> _What to do_
Locate each line in the material below that contains the word "sample" and copy those lines out in full.

> _Extracted entries_

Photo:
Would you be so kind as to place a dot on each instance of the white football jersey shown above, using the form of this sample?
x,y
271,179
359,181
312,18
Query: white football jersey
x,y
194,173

...

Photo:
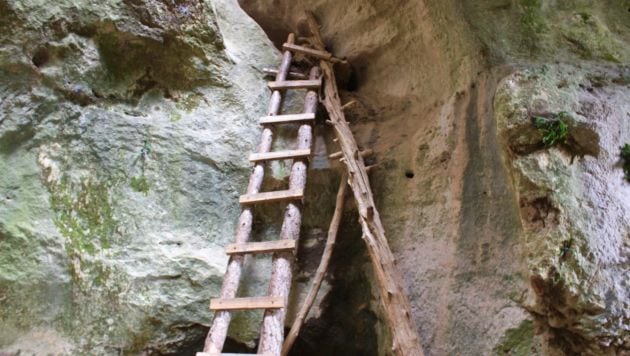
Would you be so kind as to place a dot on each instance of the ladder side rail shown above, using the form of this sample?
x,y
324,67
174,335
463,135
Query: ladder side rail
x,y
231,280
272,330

> _Answer to this exercise_
Would you be so kind as to place a dot on each instance of the white football jersey shown above, using the form of this sample?
Would you be so kind as to place a dot on each instance of the ladder side rail shown above, using the form of this sample?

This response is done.